• [YOUR OBJECTIVE] Reproduce the lines of the listing below verbatim, starting at the line containing "# test: point to the hanging ornament, one" and ending at the line containing "Query: hanging ornament".

■ ■ ■ ■ ■ ■ ■

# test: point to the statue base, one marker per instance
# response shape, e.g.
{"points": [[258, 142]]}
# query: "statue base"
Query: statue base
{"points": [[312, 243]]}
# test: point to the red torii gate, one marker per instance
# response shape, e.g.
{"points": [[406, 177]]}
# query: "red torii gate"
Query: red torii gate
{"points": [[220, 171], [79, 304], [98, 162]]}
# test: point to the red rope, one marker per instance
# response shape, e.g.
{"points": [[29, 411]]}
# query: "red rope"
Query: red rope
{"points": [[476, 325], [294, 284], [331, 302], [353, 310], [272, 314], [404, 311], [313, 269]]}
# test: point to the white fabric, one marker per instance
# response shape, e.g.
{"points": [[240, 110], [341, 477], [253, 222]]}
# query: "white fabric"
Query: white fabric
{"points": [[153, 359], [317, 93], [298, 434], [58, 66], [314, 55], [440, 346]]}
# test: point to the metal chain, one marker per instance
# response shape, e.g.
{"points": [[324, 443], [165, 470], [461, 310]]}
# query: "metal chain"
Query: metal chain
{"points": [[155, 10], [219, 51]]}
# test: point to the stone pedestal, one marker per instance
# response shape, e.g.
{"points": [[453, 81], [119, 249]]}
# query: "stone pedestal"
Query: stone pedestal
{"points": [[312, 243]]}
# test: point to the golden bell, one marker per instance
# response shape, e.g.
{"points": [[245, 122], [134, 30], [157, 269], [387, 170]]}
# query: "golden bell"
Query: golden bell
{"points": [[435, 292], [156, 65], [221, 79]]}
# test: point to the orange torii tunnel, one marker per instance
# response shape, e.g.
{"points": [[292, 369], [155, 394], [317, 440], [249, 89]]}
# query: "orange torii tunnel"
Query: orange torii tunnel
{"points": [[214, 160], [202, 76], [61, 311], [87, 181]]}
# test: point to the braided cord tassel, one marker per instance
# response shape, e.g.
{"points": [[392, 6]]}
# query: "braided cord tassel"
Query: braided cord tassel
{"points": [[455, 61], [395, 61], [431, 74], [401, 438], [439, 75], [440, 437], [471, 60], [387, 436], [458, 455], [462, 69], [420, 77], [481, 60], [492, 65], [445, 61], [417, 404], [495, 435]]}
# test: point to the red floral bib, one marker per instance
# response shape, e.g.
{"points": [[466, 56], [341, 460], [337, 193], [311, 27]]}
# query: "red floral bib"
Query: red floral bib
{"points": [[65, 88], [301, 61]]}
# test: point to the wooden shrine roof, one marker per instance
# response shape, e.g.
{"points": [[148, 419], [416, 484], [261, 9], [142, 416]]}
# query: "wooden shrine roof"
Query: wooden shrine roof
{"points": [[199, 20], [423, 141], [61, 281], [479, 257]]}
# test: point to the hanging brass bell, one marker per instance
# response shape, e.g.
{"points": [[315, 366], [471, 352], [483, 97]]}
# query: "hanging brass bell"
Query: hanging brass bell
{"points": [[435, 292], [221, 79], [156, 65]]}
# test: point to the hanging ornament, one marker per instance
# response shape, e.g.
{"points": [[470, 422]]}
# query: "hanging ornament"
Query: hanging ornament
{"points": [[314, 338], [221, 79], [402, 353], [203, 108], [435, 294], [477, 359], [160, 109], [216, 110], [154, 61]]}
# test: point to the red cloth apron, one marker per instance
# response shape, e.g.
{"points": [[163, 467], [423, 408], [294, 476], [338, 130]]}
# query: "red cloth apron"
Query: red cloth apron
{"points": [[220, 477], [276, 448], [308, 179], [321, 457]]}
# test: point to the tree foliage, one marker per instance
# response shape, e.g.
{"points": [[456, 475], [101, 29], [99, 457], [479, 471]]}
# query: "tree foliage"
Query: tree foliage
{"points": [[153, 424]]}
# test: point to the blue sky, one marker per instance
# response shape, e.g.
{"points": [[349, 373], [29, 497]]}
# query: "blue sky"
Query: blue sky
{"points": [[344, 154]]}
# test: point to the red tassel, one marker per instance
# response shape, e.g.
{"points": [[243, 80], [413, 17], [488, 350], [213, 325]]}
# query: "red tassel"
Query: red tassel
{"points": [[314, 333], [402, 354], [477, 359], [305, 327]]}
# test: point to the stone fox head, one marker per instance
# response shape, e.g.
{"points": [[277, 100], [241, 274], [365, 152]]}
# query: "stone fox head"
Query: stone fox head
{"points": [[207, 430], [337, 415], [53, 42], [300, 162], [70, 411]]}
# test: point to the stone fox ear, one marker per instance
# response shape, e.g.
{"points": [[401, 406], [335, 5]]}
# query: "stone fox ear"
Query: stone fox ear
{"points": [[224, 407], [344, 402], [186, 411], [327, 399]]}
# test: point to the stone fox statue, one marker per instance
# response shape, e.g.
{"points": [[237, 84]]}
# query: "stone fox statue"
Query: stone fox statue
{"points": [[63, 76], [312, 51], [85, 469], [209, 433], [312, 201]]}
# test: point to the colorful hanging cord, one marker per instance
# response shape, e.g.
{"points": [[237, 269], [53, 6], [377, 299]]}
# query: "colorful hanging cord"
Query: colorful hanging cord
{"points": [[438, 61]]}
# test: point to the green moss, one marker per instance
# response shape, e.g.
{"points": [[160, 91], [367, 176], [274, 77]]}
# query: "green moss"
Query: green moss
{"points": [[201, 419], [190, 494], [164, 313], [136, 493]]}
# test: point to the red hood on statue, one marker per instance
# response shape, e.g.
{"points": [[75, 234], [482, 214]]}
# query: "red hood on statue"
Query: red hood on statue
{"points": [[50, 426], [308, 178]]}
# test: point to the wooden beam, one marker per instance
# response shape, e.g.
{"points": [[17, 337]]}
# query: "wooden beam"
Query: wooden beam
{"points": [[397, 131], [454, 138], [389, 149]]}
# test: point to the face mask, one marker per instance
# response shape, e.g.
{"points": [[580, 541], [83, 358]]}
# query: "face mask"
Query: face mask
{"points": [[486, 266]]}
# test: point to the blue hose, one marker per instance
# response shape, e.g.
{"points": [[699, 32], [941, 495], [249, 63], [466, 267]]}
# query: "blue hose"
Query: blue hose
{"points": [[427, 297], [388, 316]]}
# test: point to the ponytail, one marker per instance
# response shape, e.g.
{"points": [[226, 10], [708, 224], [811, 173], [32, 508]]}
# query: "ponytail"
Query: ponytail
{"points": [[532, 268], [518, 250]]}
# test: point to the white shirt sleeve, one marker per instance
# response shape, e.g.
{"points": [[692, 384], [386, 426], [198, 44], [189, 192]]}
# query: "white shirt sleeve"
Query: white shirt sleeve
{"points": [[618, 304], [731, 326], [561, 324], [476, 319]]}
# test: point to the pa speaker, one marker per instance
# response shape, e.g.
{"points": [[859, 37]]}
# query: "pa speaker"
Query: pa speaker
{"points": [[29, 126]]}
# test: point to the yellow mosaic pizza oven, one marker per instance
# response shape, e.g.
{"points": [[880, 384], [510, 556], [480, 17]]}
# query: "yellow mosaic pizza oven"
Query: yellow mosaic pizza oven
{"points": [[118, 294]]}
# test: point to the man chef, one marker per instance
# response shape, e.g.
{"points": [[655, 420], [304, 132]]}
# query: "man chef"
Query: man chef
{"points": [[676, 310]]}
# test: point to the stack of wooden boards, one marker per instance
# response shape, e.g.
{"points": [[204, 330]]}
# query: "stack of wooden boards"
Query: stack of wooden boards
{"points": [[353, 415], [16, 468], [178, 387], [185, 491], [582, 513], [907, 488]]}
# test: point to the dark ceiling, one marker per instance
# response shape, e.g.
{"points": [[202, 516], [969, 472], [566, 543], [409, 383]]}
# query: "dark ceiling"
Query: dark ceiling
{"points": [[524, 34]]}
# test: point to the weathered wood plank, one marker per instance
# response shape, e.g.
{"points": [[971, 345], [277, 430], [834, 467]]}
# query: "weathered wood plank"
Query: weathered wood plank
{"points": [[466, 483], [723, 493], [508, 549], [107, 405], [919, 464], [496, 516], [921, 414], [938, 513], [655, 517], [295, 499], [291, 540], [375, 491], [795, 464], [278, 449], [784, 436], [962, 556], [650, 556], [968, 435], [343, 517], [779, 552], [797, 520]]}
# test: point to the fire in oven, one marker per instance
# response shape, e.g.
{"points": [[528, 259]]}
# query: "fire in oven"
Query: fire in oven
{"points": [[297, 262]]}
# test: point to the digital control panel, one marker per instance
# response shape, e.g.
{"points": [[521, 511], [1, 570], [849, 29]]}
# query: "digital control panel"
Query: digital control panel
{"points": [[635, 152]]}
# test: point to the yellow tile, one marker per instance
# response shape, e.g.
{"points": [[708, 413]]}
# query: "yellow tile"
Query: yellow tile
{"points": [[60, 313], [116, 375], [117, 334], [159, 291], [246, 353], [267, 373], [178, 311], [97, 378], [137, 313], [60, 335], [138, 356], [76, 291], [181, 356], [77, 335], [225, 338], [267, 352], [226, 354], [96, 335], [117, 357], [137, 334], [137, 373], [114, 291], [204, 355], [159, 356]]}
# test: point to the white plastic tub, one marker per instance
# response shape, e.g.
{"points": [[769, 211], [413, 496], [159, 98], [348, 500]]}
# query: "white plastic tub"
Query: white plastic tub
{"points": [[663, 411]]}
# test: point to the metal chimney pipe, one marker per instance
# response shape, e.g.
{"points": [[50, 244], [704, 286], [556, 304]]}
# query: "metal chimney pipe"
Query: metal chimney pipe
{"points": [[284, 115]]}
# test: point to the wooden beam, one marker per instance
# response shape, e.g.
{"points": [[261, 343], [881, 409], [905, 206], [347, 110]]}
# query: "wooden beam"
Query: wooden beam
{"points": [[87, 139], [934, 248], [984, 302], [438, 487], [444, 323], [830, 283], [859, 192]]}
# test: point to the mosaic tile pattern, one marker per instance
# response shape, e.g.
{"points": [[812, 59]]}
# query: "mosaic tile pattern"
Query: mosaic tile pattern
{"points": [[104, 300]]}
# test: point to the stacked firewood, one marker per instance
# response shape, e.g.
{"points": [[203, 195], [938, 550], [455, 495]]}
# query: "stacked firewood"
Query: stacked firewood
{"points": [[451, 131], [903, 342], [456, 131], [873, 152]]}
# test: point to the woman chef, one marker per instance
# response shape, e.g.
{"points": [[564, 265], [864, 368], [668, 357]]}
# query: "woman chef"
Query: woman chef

■ ■ ■ ■ ■ ■ ■

• [ANSWER]
# test: point to the hanging ornament, one marker per instance
# response shape, e.g.
{"points": [[470, 422]]}
# query: "hanging ornament"
Query: hanging ornament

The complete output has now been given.